**Texte fourni**
========
What You Did to Me – Stella and the Storm (extrait de l’EP Stella and the Storm)
On va pas se mentir : en ce moment, c’est vraiment pas la joie. Même les bonnes lectures ou les choix sûrs de ma PàL refusant obstinément de descendre en dépit de mes réels efforts ne semblent pas réussir à me remettre durablement sur le chemin d’une lecture épanouissante, régulière ou simplement rythmée. Ce n’est pas que les bons bouquins n’existent plus ou que je sois incapable de les apprécier à leur juste valeur – en tout cas je crois – mais plus simplement, et plus cruellement, que la flamme est rendue timide par les circonstances et une forme particulièrement sournoise de fatigue.
Et pour autant, quand on m’a offert, comme un cadeau des cieux, ce deuxième volume du Tombeau Scellé, la flamme s’est remise à brûler, au moins pour le temps de sa lecture ; l’avenir nous dira ce qu’il en est pour plus tard.
========
**Matériel fourni**
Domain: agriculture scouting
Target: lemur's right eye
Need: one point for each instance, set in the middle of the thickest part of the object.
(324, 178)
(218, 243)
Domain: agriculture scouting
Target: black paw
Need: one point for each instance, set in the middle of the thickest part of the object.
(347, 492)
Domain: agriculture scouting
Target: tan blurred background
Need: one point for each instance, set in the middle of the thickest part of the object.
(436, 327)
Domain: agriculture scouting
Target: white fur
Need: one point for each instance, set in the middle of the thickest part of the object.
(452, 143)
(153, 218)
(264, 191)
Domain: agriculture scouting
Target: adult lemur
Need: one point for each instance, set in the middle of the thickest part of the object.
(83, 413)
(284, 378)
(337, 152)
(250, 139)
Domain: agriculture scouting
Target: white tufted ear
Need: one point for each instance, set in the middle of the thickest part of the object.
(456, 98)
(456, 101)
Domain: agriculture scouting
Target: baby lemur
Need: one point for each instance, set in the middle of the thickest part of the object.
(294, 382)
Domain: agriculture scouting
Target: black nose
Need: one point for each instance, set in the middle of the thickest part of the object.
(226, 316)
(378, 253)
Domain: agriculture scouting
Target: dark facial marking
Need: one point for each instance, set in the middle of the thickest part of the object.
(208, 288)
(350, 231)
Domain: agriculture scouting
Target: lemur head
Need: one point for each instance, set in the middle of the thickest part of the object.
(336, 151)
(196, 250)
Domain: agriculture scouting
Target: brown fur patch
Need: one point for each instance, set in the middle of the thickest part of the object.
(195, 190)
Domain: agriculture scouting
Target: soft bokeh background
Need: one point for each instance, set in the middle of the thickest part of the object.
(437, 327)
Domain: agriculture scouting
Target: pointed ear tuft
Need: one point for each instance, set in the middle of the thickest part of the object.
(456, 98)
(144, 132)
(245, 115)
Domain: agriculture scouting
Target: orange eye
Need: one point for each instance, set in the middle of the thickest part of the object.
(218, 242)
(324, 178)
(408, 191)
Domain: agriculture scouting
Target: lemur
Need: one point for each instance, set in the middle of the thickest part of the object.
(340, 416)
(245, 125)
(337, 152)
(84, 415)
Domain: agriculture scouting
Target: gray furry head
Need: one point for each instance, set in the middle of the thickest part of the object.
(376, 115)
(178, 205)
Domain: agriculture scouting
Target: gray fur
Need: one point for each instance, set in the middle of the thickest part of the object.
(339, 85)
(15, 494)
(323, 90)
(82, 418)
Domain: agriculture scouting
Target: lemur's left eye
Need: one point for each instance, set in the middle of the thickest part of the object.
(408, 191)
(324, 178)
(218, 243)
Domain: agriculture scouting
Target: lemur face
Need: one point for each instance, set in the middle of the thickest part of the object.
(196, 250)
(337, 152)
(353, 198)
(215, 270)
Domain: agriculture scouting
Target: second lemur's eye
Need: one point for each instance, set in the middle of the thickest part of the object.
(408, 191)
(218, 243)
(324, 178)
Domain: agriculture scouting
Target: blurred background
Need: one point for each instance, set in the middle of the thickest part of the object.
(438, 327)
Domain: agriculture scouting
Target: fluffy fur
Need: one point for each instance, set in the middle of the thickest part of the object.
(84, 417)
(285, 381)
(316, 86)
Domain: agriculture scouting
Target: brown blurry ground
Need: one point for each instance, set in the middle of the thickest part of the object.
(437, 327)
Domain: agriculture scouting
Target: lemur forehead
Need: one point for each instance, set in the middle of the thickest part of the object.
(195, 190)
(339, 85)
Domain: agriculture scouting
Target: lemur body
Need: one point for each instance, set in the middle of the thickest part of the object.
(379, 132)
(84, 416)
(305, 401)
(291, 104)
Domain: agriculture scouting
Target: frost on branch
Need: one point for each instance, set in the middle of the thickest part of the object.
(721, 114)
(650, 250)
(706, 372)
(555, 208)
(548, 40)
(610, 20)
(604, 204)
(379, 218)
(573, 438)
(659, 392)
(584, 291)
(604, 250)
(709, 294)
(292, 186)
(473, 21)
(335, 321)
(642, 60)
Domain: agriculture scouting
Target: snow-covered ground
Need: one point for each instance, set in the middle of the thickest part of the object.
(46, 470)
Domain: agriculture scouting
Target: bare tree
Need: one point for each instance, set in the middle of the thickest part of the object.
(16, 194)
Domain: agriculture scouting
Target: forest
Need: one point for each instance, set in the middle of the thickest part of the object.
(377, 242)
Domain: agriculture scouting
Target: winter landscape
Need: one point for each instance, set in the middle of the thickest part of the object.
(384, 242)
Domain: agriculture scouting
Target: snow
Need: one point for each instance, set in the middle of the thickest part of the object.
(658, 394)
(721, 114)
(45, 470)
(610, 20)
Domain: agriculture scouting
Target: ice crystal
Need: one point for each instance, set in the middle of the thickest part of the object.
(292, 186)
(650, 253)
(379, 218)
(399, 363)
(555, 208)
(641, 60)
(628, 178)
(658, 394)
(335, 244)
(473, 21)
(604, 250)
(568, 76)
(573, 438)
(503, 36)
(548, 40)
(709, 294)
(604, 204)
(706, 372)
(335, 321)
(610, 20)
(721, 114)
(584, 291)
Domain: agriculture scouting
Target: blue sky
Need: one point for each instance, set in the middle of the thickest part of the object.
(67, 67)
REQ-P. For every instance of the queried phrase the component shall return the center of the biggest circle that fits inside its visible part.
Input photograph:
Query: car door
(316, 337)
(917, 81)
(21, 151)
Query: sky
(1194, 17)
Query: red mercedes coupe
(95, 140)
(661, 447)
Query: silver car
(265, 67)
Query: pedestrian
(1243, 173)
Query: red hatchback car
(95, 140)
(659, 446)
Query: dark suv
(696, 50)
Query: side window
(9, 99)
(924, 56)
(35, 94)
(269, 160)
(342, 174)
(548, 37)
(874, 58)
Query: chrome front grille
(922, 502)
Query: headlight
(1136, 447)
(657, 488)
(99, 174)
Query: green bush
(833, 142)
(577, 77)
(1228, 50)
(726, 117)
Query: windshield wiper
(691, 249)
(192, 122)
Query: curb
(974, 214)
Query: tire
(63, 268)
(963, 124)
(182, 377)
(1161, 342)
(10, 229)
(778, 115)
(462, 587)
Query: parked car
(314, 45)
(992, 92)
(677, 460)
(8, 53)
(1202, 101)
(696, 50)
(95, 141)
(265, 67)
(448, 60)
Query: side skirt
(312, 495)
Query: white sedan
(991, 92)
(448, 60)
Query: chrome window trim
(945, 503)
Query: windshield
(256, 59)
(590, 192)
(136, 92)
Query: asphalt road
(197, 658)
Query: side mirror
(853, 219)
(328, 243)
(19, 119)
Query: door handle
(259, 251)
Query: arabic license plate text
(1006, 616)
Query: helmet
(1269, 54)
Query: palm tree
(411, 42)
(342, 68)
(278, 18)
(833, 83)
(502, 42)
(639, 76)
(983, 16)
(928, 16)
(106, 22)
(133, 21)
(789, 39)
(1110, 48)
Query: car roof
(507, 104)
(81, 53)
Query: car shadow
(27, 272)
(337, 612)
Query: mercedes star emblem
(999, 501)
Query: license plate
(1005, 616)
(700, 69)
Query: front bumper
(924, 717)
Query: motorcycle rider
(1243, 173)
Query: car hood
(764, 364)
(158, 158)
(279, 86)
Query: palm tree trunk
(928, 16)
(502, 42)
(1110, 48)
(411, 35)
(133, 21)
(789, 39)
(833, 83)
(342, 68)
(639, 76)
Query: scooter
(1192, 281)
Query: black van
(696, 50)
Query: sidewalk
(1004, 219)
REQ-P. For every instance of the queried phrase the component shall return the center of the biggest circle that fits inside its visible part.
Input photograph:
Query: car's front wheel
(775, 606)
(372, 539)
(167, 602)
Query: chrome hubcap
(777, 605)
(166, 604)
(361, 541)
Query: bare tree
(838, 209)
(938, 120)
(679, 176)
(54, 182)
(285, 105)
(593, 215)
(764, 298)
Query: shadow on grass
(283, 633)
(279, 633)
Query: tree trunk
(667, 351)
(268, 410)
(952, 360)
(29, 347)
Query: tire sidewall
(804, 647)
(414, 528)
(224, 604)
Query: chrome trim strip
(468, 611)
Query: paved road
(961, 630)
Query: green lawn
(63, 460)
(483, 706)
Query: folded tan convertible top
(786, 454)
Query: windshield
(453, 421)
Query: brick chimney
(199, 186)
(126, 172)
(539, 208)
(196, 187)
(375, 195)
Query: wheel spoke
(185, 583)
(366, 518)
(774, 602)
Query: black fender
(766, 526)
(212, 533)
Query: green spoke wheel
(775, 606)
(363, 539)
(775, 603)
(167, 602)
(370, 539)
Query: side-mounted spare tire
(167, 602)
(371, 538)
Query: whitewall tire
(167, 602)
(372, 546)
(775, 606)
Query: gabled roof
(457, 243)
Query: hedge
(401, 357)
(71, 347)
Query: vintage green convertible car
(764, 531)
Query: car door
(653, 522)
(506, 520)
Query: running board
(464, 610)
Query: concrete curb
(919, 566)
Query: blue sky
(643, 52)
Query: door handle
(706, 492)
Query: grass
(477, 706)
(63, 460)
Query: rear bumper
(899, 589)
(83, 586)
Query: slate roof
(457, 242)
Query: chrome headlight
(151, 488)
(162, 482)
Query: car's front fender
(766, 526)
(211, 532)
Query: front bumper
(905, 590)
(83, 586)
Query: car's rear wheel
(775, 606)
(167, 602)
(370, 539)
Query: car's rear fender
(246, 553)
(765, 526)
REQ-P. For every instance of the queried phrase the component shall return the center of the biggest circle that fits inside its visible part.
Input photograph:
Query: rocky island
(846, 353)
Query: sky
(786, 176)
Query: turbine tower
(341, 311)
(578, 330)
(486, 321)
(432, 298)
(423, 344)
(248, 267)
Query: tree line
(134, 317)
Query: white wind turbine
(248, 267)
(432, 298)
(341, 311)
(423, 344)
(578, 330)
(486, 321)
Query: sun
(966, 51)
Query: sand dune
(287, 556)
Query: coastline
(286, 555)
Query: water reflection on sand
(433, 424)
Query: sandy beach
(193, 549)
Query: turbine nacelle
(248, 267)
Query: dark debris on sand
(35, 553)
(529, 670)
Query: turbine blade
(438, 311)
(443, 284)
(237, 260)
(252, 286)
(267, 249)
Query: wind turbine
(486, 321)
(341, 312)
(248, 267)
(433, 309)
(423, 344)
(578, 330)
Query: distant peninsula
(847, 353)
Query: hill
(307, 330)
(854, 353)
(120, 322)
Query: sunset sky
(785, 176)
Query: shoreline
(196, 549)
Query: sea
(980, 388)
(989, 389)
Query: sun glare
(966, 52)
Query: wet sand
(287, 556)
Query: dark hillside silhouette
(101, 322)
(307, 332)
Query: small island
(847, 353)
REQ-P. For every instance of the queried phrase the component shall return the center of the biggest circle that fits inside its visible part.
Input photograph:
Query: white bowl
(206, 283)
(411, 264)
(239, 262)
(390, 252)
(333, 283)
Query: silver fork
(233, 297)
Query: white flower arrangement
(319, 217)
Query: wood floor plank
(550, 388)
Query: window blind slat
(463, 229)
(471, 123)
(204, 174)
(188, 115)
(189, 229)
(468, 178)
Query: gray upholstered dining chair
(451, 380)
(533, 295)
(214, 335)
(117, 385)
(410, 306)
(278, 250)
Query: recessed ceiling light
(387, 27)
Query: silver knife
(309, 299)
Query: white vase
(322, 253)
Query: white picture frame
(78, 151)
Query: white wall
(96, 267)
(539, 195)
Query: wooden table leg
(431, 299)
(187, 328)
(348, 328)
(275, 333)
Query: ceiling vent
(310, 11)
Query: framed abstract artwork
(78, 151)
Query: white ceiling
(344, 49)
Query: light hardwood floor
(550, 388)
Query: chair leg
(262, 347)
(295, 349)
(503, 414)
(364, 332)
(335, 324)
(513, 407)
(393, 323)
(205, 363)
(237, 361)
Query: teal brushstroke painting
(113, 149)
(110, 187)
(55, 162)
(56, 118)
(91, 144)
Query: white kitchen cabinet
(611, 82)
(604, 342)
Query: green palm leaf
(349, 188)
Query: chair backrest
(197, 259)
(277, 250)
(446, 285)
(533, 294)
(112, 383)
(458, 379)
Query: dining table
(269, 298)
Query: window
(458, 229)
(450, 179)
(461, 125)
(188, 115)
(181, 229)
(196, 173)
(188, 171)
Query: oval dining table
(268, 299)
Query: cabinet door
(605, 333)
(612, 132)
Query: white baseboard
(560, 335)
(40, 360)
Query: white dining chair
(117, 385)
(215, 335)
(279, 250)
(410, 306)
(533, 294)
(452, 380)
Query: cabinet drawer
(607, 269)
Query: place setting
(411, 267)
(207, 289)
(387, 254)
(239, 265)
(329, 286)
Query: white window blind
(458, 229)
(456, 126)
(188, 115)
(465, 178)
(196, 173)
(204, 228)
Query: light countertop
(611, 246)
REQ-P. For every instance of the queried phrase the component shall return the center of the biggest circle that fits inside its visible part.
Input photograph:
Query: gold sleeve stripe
========
**Tâches et exercices**
a: Répondez à ces questions d'après le billet sur le Tombeau Scellé :
(i) De quel EP provient le morceau cité en tête du billet ?
(ii) Qu'est-ce qui rend la flamme « timide » ?
(iii) Quel volume du Tombeau Scellé a été offert ?
b: Poursuivez le billet sur le Tombeau Scellé après sa dernière phrase.

**Résultats des tâches**
a:
(i) De l'EP Stella and the Storm.
(ii) Les circonstances et une forme particulièrement sournoise de fatigue.
(iii) Le deuxième volume.

b:
Parce qu’effectivement, même si c’était un peu sorti de mon esprit, avec la distance du temps ; Harrow la Neuvième, je l’attendais très très fiévreusement, après les incroyables promesses du formidable Gidéon la Neuvième, qui était vraiment trop cool. Non, je ne suis pas redondant : j’utilise des effets de style. C’est mon travail.
Mais bref, donc, je me suis mis à l’ouvrage, avec un enthousiasme qui m’a surpris moi-même. Et j’ai lu tout ça vite fait bien fait, et comme d’habitude, je suis là pour rendre compte de mes impressions.
Oh, BOY, qu’il y en a, des choses à dire, sur ce deuxième tome.
En premier lieu, vous me pardonnerez l’expression, considérant que c’est un cri du cœur : Tamsyn Muir, c’est pas la moitié d’une peintre.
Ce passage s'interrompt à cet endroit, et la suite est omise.